__ASSIGNMENT__
Copy the records below exactly as they stand. Leave out the pictures.

__SUPPLIED DATA__

******************************

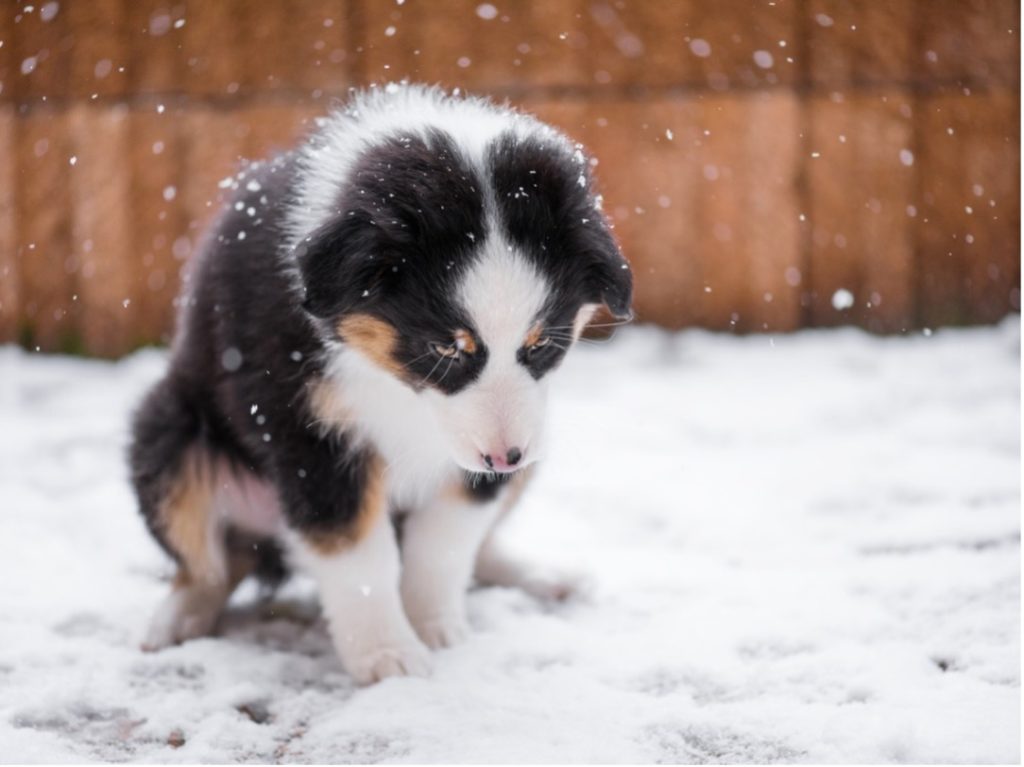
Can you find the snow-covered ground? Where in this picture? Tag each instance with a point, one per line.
(804, 548)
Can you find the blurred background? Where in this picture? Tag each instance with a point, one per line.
(768, 165)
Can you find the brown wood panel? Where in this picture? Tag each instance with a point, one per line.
(633, 151)
(271, 129)
(9, 277)
(160, 241)
(449, 41)
(731, 43)
(748, 232)
(100, 194)
(969, 218)
(41, 45)
(48, 268)
(214, 150)
(709, 216)
(7, 68)
(156, 40)
(296, 44)
(970, 39)
(860, 170)
(213, 46)
(851, 42)
(99, 56)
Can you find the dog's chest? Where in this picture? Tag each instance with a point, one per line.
(394, 422)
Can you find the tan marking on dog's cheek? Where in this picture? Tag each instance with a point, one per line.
(185, 516)
(372, 504)
(583, 316)
(375, 338)
(534, 335)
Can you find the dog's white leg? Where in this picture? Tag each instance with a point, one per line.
(190, 610)
(495, 566)
(358, 586)
(439, 546)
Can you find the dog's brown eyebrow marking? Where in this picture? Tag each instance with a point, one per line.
(464, 341)
(375, 338)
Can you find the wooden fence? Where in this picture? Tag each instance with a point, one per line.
(768, 165)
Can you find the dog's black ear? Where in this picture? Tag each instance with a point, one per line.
(338, 264)
(609, 279)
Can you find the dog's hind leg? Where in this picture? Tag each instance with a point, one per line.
(175, 478)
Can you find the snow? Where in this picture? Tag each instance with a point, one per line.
(800, 548)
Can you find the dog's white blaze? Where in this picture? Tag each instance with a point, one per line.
(503, 294)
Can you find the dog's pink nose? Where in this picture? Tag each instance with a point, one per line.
(497, 462)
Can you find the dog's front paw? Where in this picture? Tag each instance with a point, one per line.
(555, 586)
(411, 658)
(442, 631)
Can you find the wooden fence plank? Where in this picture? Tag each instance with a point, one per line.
(969, 217)
(692, 263)
(296, 45)
(9, 277)
(40, 47)
(861, 168)
(970, 39)
(99, 57)
(213, 47)
(160, 229)
(48, 268)
(852, 43)
(214, 150)
(100, 192)
(467, 44)
(155, 39)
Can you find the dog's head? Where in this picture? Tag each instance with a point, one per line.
(468, 284)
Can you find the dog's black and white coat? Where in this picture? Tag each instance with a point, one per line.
(367, 333)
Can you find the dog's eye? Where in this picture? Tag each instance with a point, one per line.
(450, 350)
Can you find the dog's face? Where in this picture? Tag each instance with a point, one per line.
(468, 285)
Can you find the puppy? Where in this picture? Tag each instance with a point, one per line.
(367, 335)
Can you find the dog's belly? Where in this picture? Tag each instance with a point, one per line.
(248, 503)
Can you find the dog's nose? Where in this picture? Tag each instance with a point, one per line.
(497, 462)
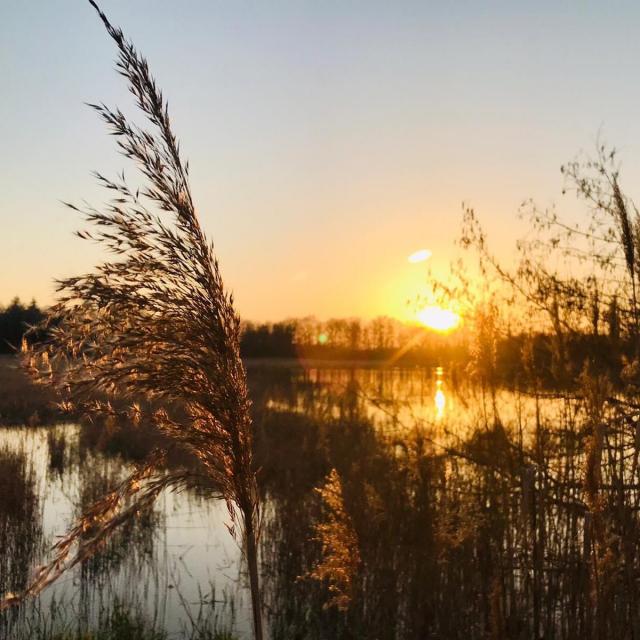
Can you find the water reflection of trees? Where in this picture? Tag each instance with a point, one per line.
(20, 523)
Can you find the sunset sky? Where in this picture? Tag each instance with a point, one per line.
(327, 141)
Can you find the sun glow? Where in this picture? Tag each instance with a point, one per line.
(438, 318)
(419, 256)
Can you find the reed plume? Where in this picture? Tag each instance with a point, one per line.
(153, 323)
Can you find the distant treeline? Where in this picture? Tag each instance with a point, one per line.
(387, 340)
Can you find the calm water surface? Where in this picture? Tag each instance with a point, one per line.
(180, 561)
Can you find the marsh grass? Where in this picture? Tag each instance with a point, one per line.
(155, 324)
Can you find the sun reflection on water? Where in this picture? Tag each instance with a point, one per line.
(440, 399)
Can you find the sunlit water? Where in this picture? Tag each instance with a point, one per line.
(183, 561)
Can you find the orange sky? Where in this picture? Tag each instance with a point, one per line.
(326, 142)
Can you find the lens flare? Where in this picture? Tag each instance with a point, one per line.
(438, 319)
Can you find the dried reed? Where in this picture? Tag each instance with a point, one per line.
(155, 323)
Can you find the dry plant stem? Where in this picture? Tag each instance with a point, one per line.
(154, 324)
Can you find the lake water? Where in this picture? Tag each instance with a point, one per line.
(393, 435)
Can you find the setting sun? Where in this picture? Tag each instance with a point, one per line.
(438, 318)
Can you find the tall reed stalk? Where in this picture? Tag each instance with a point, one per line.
(155, 323)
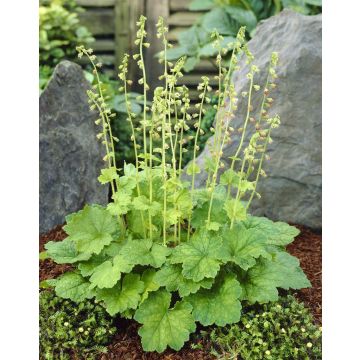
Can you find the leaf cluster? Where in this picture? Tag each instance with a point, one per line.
(163, 252)
(69, 329)
(60, 31)
(169, 289)
(227, 16)
(281, 330)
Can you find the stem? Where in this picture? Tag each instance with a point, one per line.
(259, 169)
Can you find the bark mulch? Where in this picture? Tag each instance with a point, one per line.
(126, 344)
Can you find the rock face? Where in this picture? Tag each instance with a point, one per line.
(292, 190)
(70, 155)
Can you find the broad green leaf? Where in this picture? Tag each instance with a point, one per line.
(91, 229)
(107, 175)
(163, 326)
(64, 252)
(235, 210)
(150, 283)
(200, 257)
(192, 168)
(122, 297)
(218, 19)
(74, 287)
(242, 17)
(88, 267)
(242, 246)
(219, 305)
(107, 274)
(172, 278)
(260, 283)
(144, 252)
(277, 233)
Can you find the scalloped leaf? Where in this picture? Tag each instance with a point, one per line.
(124, 296)
(145, 252)
(172, 278)
(243, 246)
(200, 256)
(107, 274)
(91, 229)
(277, 233)
(260, 283)
(220, 305)
(73, 286)
(65, 252)
(163, 326)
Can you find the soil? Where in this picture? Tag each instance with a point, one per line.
(126, 344)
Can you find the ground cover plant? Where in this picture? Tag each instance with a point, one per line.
(163, 252)
(280, 330)
(67, 329)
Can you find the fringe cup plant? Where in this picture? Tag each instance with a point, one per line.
(163, 252)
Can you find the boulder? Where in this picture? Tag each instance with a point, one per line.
(70, 155)
(292, 190)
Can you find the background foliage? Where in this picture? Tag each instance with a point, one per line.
(227, 16)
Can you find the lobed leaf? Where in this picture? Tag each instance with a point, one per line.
(219, 305)
(91, 229)
(200, 256)
(123, 296)
(163, 326)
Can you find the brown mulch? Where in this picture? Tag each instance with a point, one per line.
(307, 248)
(126, 344)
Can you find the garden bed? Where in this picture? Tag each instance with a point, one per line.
(126, 344)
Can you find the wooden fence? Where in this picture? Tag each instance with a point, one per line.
(113, 24)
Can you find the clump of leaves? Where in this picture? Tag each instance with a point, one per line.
(59, 33)
(281, 330)
(227, 16)
(165, 253)
(69, 329)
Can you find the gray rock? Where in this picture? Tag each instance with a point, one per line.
(292, 190)
(70, 155)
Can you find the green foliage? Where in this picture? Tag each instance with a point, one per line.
(70, 329)
(162, 252)
(281, 330)
(227, 16)
(60, 31)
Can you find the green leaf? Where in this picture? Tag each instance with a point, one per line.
(172, 278)
(107, 175)
(190, 63)
(91, 229)
(242, 246)
(197, 5)
(150, 283)
(200, 213)
(144, 252)
(200, 257)
(74, 287)
(162, 326)
(218, 19)
(64, 252)
(220, 305)
(260, 283)
(107, 274)
(235, 210)
(122, 297)
(242, 17)
(277, 233)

******************************

__FINISHED EXERCISE__
Can you find the snow-covered ground? Where in this picture? Tag each instance with a point, one per line.
(804, 548)
Can you find the blurred background? Where in this picture? Tag each instance with a point, one per line.
(768, 165)
Can you find the brown wood panel? Where in this picture? Tag each instance with a point, one per line.
(633, 151)
(271, 129)
(9, 277)
(160, 241)
(449, 41)
(731, 43)
(748, 232)
(100, 194)
(969, 218)
(41, 45)
(48, 268)
(214, 150)
(709, 216)
(7, 68)
(156, 40)
(296, 44)
(970, 39)
(860, 170)
(213, 46)
(851, 42)
(99, 56)
Can you find the dog's chest? Where in this picture? Tag each instance with a point, one per line.
(394, 422)
Can you find the tan marking on dog's cheek? Where in this picture? Tag each instance with a point, one per line.
(185, 516)
(372, 504)
(583, 316)
(375, 338)
(534, 335)
Can you find the dog's white leg? Where in this picture? Tag each instance with a point, one per line.
(190, 610)
(495, 566)
(358, 586)
(439, 546)
Can you find the dog's brown eyebrow marking? Where in this picture? Tag each instance with a point, one per line.
(464, 341)
(375, 338)
Can you find the wooden fence? Where in this picture? Tag each instance with a point, one per line.
(768, 165)
Can you find the dog's black ear? Where in this picture? Tag each instance with a point, one per line.
(338, 264)
(609, 279)
Can you find the dog's hind leg? Where in this picture? Tag each instance with a point, one per line.
(175, 478)
Can you find the snow? Where in this picture? Tag each instance with a point, one per line.
(800, 548)
Can you find the dog's white blaze? Where in this picture? Tag each instance with a point, one per line.
(503, 294)
Can you find the dog's pink nose? Where in this picture? Tag each instance with a point, one per line.
(497, 462)
Can you find the dog's front paw? Where in this picture? Tag each instance with a point, one per line.
(555, 586)
(411, 658)
(442, 631)
Can you find the wooden fence plank? Where in this picture? Tag each instance with a point, one per line.
(969, 217)
(692, 263)
(296, 45)
(9, 277)
(40, 47)
(861, 168)
(970, 39)
(99, 57)
(213, 47)
(160, 229)
(48, 268)
(852, 43)
(214, 150)
(100, 192)
(467, 44)
(155, 39)
Can you find the dog's head? Where in this picture? Tag each instance with a point, one per line.
(468, 284)
Can you find the dog's black and white coat? Where in this picture? Tag each instance with a point, one per line.
(367, 333)
Can you find the dog's eye? Where in this picture? Tag each instance with a point, one per line.
(450, 350)
Can you find the dog's face? Where in this picture? Tag each instance with a point, one per line.
(468, 285)
Can you find the puppy? Where in this picture? Tag each instance with a point, one per line.
(367, 335)
Can you find the dog's belly? Where in this picture? Tag each instance with a point, one per line.
(248, 503)
Can you find the dog's nose? Where in this picture? Tag each instance with a point, one per line.
(497, 462)
Can you find the water reflection of trees? Where in this picture? Tag each instance with a point, one per line.
(20, 523)
Can you find the sunset sky? Where in this picture? Tag each instance with a point, one per line.
(327, 141)
Can you find the sun glow? Where in this picture? Tag each instance with a point, one per line.
(438, 318)
(419, 256)
Can you find the reed plume? Where in this picture? Tag each instance with a point, one per line.
(153, 323)
Can you find the distant treeline? Where in this picture? Tag each instance with a point, one per line.
(387, 340)
Can you find the calm water surface? Where in this picture? Tag each instance with a point, one per line.
(180, 561)
Can you find the marsh grass? Where in this picture? Tag each instance with a point, one per line.
(155, 324)
Can you find the sun reflection on water? Where in this picture? Tag each instance with a point, one per line.
(440, 399)
Can you find the sunlit water? Where in this picture? Tag each instance with a point, one per line.
(183, 561)
Can you find the orange sky? Where in this picture? Tag each instance with a point, one per line.
(326, 142)
Can you find the lens flare? Where in this picture? Tag each instance with a point, one per line.
(438, 319)
Can you find the dried reed? Where in this picture? Tag each instance with a point, one per line.
(155, 323)
Can you find the dry plant stem? Where in this picture? Tag each instance with a point, one per line.
(154, 324)
Can you find the lake water? Where in this picture? Tag each instance with a point, one per line.
(393, 435)
Can you find the setting sun? Where in this picture? Tag each instance with a point, one per line.
(438, 318)
Can you find the tall reed stalk? Where in this picture? Tag each instance with a point, one per line.
(155, 323)
Can you find the leaf cluster? Where in this picture? Tag each instance with a point, one per line.
(163, 252)
(69, 329)
(60, 31)
(169, 289)
(227, 16)
(281, 330)
Can you find the stem? Where in this picture? Tag each instance with a point, one per line.
(259, 169)
Can you find the bark mulch? Where in this picture? Tag each instance with a point, one per line.
(126, 344)
Can you find the rock face? Where in this picture? Tag each instance with a point, one per line.
(292, 190)
(70, 155)
Can you find the broad green leaf? Where in this picture? Tag each instance with a point, one per line.
(91, 229)
(107, 175)
(163, 326)
(64, 252)
(235, 210)
(150, 283)
(200, 257)
(192, 168)
(122, 297)
(218, 19)
(74, 287)
(242, 17)
(88, 267)
(242, 246)
(219, 305)
(107, 274)
(172, 278)
(260, 283)
(144, 252)
(277, 233)
Can you find the scalloped leaf? Where in this picture? Tag each instance with a point, one per line.
(124, 296)
(145, 252)
(172, 278)
(243, 246)
(200, 256)
(107, 274)
(91, 229)
(277, 233)
(260, 283)
(220, 305)
(73, 286)
(65, 252)
(163, 326)
Can you find the soil? Where in this picture? Tag each instance with a point, one per line.
(126, 344)
Can you find the ground cover plant? Where in this picture? Tag each instance with a point, one per line.
(163, 252)
(280, 330)
(67, 329)
Can you find the fringe cup plant? Where in this picture? Tag each instance with a point, one per line.
(163, 252)
Can you find the boulder? Where in this picture? Tag each instance with a point, one per line.
(70, 155)
(292, 190)
Can you find the background foliage? Where in this picture? Tag each instance with a point, one per line.
(227, 16)
Can you find the lobed leaf? Where in this picture? Tag each instance with a point, one per line.
(219, 305)
(91, 229)
(200, 256)
(123, 296)
(163, 326)
Can you find the brown mulch? Where in this picture? Tag each instance with a point, one per line.
(307, 248)
(126, 344)
Can you find the garden bed? Where in this picture? Tag each instance with a point, one per line.
(126, 344)
Can you find the wooden fence? Where in this picture? Tag each instance with a point, one per line.
(113, 24)
Can you find the clump of leaves? Where in this picture? Tag each instance with a point, one per line.
(59, 33)
(281, 330)
(227, 16)
(165, 253)
(69, 329)
Can you find the gray rock? Where in this picture? Tag each instance with a point, one per line.
(292, 190)
(70, 155)
Can you find the green foliage? Where in this picture? Tag each instance with a point, one per line.
(70, 329)
(162, 252)
(281, 330)
(227, 16)
(60, 31)
Can you find the green leaf? Where in this picture? Tag each instance with a point, one per line.
(172, 278)
(107, 175)
(190, 63)
(91, 229)
(242, 246)
(197, 5)
(150, 283)
(200, 213)
(144, 252)
(200, 257)
(74, 287)
(162, 326)
(218, 19)
(64, 252)
(220, 305)
(260, 283)
(107, 274)
(235, 210)
(122, 297)
(242, 17)
(277, 233)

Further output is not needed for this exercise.